Problem requirements.
Please report how many lines of the data include the word "below", with the number as the entire reply.

[Stored data entries]
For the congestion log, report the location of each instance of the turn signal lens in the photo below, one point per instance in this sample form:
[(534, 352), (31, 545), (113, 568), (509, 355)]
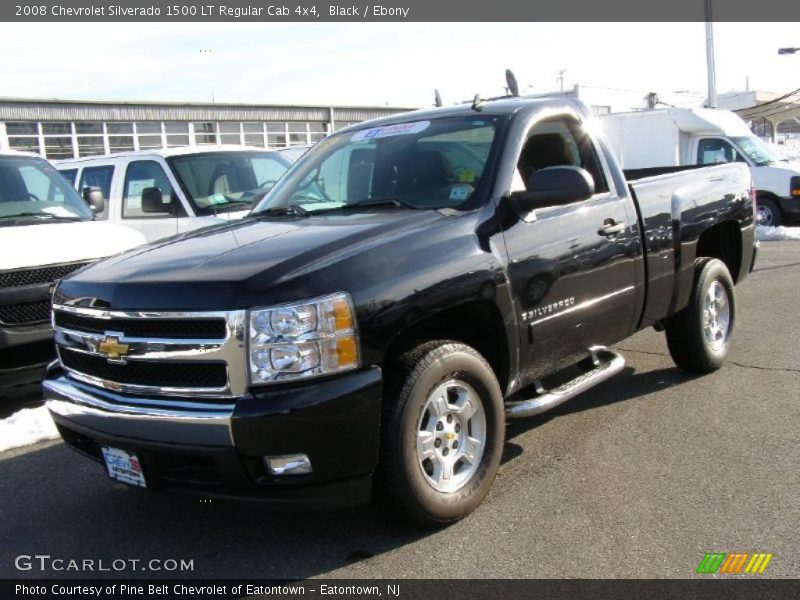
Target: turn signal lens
[(306, 339)]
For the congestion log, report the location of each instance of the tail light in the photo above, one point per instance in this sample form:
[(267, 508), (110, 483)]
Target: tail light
[(794, 187)]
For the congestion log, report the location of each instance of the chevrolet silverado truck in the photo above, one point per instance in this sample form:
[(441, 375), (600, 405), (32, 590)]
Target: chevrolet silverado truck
[(407, 287), (46, 232)]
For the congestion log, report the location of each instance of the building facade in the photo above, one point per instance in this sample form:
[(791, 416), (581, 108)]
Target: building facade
[(60, 129)]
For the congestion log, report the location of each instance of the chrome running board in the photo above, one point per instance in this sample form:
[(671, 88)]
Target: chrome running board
[(606, 363)]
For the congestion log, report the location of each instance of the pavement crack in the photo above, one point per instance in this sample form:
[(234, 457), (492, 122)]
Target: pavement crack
[(730, 362), (642, 352), (761, 368)]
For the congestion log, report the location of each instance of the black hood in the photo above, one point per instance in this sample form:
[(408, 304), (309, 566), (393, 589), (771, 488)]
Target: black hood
[(251, 262)]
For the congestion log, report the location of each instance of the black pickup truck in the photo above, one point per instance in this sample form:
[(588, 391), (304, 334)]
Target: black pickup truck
[(408, 286)]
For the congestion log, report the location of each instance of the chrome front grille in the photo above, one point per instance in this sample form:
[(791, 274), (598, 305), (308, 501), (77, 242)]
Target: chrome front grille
[(189, 354)]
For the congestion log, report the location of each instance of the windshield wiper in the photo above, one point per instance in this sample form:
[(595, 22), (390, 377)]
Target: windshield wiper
[(44, 216), (292, 210), (382, 202)]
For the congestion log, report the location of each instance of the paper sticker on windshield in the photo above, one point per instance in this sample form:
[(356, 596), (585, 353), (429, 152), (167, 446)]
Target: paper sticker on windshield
[(461, 191), (390, 130)]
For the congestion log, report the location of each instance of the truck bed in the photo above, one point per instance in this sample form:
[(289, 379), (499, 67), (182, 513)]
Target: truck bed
[(675, 204)]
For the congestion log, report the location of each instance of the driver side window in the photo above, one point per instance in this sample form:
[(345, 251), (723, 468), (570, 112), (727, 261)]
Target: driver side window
[(558, 142), (712, 151), (141, 175)]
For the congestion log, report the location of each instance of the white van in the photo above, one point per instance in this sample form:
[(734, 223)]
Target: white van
[(164, 192), (46, 232), (683, 136)]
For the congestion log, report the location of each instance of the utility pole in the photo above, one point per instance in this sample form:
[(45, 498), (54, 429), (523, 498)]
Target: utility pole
[(712, 76)]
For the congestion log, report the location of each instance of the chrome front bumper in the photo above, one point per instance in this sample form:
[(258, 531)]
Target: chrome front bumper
[(149, 419)]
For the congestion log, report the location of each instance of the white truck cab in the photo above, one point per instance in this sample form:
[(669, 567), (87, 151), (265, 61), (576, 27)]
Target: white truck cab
[(46, 232), (165, 192), (683, 136)]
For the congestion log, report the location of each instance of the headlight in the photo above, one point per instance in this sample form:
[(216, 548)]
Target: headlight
[(316, 337)]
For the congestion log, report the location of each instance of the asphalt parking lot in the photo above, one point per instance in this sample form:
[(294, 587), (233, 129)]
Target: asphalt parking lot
[(639, 477)]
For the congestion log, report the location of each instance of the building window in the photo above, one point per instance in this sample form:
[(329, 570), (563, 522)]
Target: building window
[(56, 147), (276, 135), (177, 133), (89, 128), (253, 134), (205, 134), (298, 134), (230, 133), (148, 134), (22, 129), (56, 129), (90, 145), (120, 128), (120, 143)]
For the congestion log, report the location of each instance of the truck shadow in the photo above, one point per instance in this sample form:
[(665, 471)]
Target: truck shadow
[(58, 503), (627, 385)]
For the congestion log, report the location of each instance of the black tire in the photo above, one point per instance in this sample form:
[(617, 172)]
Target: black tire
[(769, 212), (400, 480), (690, 348)]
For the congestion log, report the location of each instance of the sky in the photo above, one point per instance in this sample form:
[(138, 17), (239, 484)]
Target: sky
[(395, 64)]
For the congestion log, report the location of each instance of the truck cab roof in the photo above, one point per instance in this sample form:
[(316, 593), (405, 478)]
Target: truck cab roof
[(492, 107)]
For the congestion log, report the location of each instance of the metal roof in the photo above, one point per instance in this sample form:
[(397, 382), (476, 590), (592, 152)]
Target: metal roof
[(775, 108), (19, 109)]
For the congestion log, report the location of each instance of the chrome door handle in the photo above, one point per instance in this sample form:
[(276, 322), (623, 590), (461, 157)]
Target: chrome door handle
[(611, 228)]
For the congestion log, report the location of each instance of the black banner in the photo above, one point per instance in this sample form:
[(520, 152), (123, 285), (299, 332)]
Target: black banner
[(311, 11), (418, 589)]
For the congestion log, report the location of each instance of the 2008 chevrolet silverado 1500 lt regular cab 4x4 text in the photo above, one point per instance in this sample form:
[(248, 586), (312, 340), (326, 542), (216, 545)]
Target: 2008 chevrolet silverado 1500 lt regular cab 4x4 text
[(409, 285)]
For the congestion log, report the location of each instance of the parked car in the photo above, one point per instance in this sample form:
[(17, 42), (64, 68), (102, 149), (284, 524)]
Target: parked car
[(164, 192), (46, 232), (683, 136), (408, 286)]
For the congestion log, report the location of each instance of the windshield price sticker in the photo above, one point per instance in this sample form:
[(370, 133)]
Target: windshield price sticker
[(390, 130)]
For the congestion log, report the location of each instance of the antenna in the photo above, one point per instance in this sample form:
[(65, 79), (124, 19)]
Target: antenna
[(511, 82)]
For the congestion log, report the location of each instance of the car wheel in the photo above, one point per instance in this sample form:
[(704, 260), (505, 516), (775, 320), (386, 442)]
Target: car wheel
[(699, 335), (768, 213), (443, 433)]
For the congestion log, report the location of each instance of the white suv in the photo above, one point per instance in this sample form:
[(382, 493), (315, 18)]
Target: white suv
[(164, 192)]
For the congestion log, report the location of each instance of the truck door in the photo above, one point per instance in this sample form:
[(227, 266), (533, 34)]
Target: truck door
[(571, 267), (148, 177)]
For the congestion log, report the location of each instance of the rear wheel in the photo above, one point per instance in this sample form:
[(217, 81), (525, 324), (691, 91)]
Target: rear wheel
[(443, 433), (768, 213), (699, 336)]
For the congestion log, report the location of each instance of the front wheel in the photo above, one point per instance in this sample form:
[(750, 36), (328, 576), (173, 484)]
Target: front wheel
[(699, 335), (443, 433), (768, 213)]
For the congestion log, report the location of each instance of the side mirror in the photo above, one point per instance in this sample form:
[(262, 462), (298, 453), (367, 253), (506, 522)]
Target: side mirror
[(153, 201), (554, 186), (95, 199)]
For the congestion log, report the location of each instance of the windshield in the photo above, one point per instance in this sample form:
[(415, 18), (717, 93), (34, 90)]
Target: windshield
[(30, 188), (223, 181), (756, 150), (419, 164)]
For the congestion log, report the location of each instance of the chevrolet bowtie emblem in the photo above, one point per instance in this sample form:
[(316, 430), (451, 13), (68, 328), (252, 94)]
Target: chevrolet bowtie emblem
[(111, 347)]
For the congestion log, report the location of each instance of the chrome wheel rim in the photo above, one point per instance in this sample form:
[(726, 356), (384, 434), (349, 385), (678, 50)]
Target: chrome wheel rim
[(716, 316), (764, 215), (451, 436)]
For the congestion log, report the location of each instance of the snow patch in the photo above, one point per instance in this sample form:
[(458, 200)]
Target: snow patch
[(26, 427), (776, 234)]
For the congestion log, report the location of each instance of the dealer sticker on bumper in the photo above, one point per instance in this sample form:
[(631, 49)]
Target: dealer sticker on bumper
[(124, 466)]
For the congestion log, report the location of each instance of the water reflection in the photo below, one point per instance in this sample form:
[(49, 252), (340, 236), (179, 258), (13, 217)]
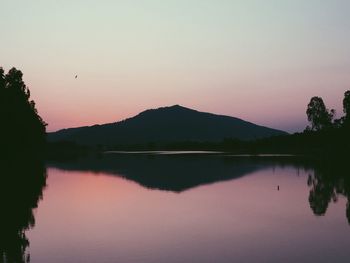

Response.
2